> [What you should do]: Reproduce the records exactly. Leave the pictures out.

*****

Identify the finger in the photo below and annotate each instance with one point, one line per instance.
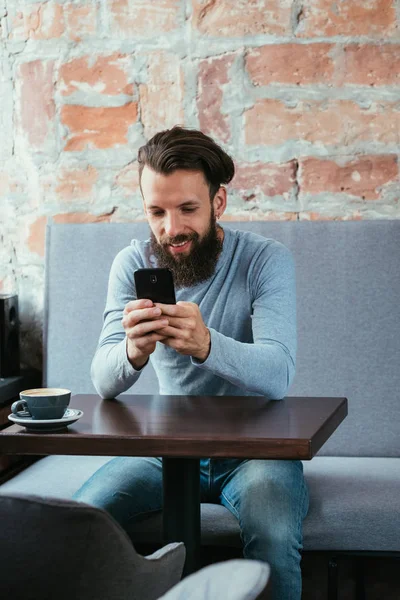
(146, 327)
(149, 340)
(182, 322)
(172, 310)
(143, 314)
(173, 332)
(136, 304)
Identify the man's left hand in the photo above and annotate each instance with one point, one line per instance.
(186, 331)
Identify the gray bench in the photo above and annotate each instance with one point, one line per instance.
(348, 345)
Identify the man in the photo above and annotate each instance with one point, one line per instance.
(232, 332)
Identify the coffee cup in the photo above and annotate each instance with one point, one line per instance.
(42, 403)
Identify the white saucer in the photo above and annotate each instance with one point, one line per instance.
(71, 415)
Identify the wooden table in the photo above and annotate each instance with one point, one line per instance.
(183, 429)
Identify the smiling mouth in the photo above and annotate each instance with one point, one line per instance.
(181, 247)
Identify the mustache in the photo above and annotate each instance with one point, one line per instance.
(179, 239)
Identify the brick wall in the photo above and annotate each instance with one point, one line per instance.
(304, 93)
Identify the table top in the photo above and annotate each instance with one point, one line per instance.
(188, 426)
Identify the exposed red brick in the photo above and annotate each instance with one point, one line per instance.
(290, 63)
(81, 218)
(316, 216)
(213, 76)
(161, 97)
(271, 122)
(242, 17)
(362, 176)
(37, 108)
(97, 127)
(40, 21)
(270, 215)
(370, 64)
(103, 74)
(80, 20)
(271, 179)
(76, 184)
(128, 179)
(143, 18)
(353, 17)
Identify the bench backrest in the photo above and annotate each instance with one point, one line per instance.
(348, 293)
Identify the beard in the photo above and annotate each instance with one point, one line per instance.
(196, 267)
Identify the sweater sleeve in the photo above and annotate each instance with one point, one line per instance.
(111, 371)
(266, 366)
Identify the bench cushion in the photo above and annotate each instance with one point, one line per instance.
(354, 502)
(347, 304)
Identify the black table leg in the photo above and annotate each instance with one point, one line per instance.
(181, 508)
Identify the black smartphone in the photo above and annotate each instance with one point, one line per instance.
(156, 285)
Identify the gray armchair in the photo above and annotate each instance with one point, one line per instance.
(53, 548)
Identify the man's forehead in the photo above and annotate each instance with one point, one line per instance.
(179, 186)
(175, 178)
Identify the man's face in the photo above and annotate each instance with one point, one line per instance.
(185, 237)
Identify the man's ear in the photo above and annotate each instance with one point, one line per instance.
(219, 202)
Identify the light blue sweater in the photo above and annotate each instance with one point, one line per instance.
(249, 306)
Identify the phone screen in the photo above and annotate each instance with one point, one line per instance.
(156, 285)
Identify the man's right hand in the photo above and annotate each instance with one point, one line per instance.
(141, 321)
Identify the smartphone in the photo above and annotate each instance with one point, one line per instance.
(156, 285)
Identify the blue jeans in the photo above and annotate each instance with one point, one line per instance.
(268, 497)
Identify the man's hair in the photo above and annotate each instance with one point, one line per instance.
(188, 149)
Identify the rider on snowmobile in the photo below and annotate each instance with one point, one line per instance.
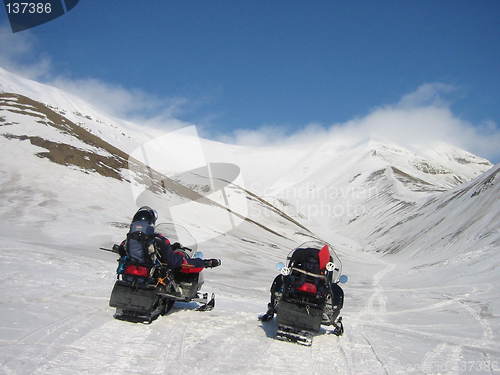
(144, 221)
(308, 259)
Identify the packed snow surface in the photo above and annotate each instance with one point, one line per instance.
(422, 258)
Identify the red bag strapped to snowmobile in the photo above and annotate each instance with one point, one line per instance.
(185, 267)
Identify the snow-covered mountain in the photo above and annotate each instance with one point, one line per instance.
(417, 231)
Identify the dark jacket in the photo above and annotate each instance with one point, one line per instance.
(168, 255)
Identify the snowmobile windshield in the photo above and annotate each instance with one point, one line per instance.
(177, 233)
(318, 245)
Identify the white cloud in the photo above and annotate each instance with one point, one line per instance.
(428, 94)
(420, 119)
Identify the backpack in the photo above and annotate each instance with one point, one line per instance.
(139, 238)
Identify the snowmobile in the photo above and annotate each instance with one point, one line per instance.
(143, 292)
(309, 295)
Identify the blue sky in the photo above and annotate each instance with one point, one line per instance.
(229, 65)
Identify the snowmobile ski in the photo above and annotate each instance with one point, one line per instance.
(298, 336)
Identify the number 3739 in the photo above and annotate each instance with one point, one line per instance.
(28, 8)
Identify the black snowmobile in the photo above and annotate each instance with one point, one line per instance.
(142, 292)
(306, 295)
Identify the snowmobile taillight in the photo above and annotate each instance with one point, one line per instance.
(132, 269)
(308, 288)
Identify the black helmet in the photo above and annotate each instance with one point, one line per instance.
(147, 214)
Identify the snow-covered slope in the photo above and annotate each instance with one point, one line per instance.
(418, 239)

*****

> [Finished exercise]:
Identify the finger in the photo below and annotate each instance with one point, one line per instance.
(146, 327)
(149, 340)
(182, 322)
(172, 310)
(143, 314)
(173, 332)
(136, 304)
Identify the man's left hand in the photo above and annotate each instance with one point, one line per instance.
(186, 331)
Identify the gray bench in the photo above and annotate each instance with one point, one line per instance.
(348, 345)
Identify the man in the photo above and annotate each instance with one point, one line per instance.
(232, 332)
Identify the coffee cup in the photo above and annotate each instance with one point, one line per instance.
(42, 403)
Identify the white saucer in the photo above and annotate each instance with one point, one line per instance.
(71, 415)
Identify the wooden table in the photo above and annotate each instance with one point, one line per instance.
(183, 429)
Identify the smiling mouth in the photo above and annotate each instance with one point, one line per instance.
(181, 247)
Identify the mustache in the photo above and annotate each instance with one point, one line per instance.
(179, 239)
Identify the brick wall in the photo above and annotate each instance with one point, one line per instance.
(304, 93)
Identify the table top in the photo above and annotate each instance with one point, one line per instance.
(188, 426)
Identify the exposed red brick in the photo above and annotate each instance with one point, one line per instance.
(290, 63)
(81, 218)
(316, 216)
(213, 76)
(161, 97)
(271, 122)
(242, 17)
(362, 176)
(37, 108)
(97, 127)
(40, 21)
(270, 215)
(370, 64)
(103, 74)
(80, 20)
(271, 179)
(76, 184)
(128, 179)
(143, 18)
(353, 17)
Identify the bench backrest in the photo above and annotate each instance with one point, one line per instance.
(348, 293)
Identify the beard in the photo above and annotate each instance with one point, one line per instance.
(196, 267)
Identify the sweater sleeve in the photo above and annotate each instance with one point, one line per instance.
(111, 371)
(266, 366)
Identify the bench cushion in the photo above and annotate each instance with one point, one line per instance.
(354, 502)
(347, 304)
Identify the black table leg in the photo above and annotate each instance with one point, one line per instance.
(181, 508)
Identify the black smartphone in the photo above and annotate each instance with one point, one line per instance.
(156, 285)
Identify the gray armchair in the photo above and annotate each instance with one point, one line per instance.
(53, 548)
Identify the man's forehead in the photo above and annotate each instance with one point, one line per instance.
(179, 186)
(175, 178)
Identify the man's face in the photo above and annotate each instance with one point, one line per instance.
(185, 237)
Identify the man's ear in the photo above and annotate each instance with one point, one line per instance.
(219, 202)
Identify the light blue sweater in the photo above and annotate each instance with one point, one line per instance.
(249, 306)
Identify the phone screen in the photo above and annotate each instance with one point, one line per instance.
(156, 285)
Identify the man's right hand in the photo above and annotate each instance with one point, one line per instance.
(141, 321)
Identify the smartphone in the photo above and annotate each instance with one point, one line per instance.
(156, 285)
Identify the blue jeans in the photo above and annotate each instance with one point, one line per instance.
(268, 497)
Identify the man's hair in the photo above and annotate each instance with one point, one line per instance.
(188, 149)
Identify the rider on snowmobile in the photo below and annotate each instance with one point, one line per instance.
(144, 221)
(308, 259)
Identify the packed snow surface in the photo above and annotate each instance with one point, one line per instance.
(422, 258)
Identify the red bag strapped to snowmobile in the photo above and annotate each instance with one point, one line per instance.
(185, 267)
Identify the snow-covered mountain in the photo above and annotate each instance with one point, one line per instance.
(417, 231)
Identify the dark jacket in the photo above and annotate each instance with one point, one line per instance.
(168, 255)
Identify the snowmobile windshield in the photo above and annotate each instance with one point, one line per instance.
(177, 233)
(318, 245)
Identify the white cloud in the photo above and annotate each instance with one point, one line per instance.
(428, 94)
(420, 119)
Identify the backpack in the photo above and annotate each instance with one point, one line per instance.
(139, 238)
Identify the snowmobile in the photo above and annotate each instance with one point, one line per instance.
(143, 292)
(309, 295)
Identify the blue sky in the photo above and annotate each instance with one point, one line per instance.
(229, 65)
Identify the snowmobile ski in the photo above and annotate each instance with one point, one line per instance.
(298, 336)
Identify the number 3739 in the photo above and annotate each instance with one point, one line per instance.
(28, 8)
Identify the black snowmobile in the photo above and annotate each instance with one point, one line per instance.
(142, 292)
(306, 295)
Identify the snowmobile taillight in the photo above and annotate each instance with one point, one line per instance.
(132, 269)
(308, 288)
Identify the black helmet in the photo above and annotate each instance with one point, one line per instance.
(147, 214)
Identify the snow-covered slope in the photo above and annotate each instance with one point, one line per instance.
(418, 239)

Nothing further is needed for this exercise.